After the ceremony, as he and May drive off in their carriage, he chatters lightheartedly even as his emotions are in turmoil.

On their way to Rhinebeck, where Archer's elderly du Lac aunts have given their home as a honeymoon destination, Archer thinks about his new bride and her lack of awareness.

"Perhaps that faculty of unawareness was what gave her eyes their transparency, and her face the look of representing a type rather than a person; as if she might have been chosen to pose for a Civic Virtue or a Greek goddess." Chapter 19, pg. 154

When they arrive at the train station, the van der Luydens' servant is waiting to meet them. He tells Archer and May that a water leak in the du Lacs' house makes it impossible for them to stay there, but informs them that Mr. van der Luyden has offerred the Patroon's house on his own property. May is excited by the idea of staying in the little cottage, which Ellen had enthusiastically described to her. Archer is momentarily overwhelmed by the idea of spending his honeymoon in a place that holds so many memories of Ellen, but he pretends to be excited for May's sake . . . and also to convince himself of their luck for the future.

Chapter 20

Archer and May are in England, on their way home from a traditional three months' wedding tour through Europe. Archer has begun to realize the difficulties he will experience in his marriage. Although Ellen had caused him to question New York society's traditional ideas about marriage, he now finds it easier to revert to them:

"There was no use in trying to emancipate a wife who had not the dimmest notion that she was not free; and he had long since discovered that May's only use of the liberty she supposed herself to possess would be to lay it on the altar of her wifely adoration." Chapter 20, pg. 159

Topic Tracking: Marriage 11

Archer receives a dinner invitation from Mrs. Carfry, an acquaintance of his mother and Janey from an earlier trip through Europe. May is reluctant to go; New York society does not consider it proper to visit friends while traveling, and May worries about what she will wear. Archer eventually convinces her that they must accept the invitation.

### Given data
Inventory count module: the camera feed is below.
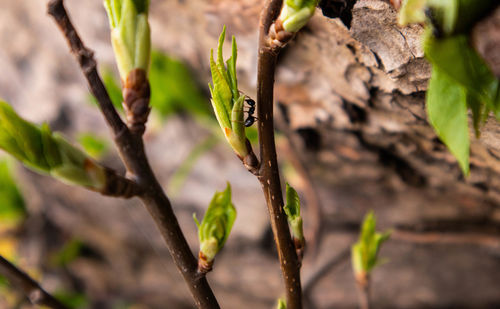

### Exercise set
**1)** Quote the summary about Archer and May from "On their way to" to "lack of awareness.".
**2)** Pick up the summary about Archer and May where it stops and keep writing it.

### Responses in order
**1)**
On their way to Rhinebeck, where Archer's elderly du Lac aunts have given their home as a honeymoon destination, Archer thinks about his new bride and her lack of awareness.

**2)**
Mrs. Carfry's party is small, and May's beauty attracts the attention of the men, all of whom want to put her at ease. At the dinner, Archer meets M. Rivière, the French tutor of Mrs. Carfry's nephew. M. Rivière fascinates Archer, who finds in him the intellectual excitement that he has craved during the past few months with May. Although he is poor, M. Rivière has led an interesting life; he only requires ideas and good conversation to be happy. Toward the end of dinner, he asks Archer if there might be any jobs for him in New York. Archer is surprised; he cannot imagine a place in New York for a person as unusual as M. Rivière.

Archer leaves the dinner feeling refreshed from their conversation. As they drive away, he mentions to May that he would like to invite M. Rivière to dine with him. May cannot imagine why Archer wants to associate with a man she considers common. She is so horrified by the idea, that Archer quickly changes his mind. He suddenly understands the amount of control that May will have over his life.

Topic Tracking: Places 6
Topic Tracking: Power 9

Chapter 21

Archer and May spend their second married summer in Newport, Rhode Island, where all the fashionable people of New York society spend their summers. By this time, Archer has grown more accustomed to married life, and Ellen is a distant memory.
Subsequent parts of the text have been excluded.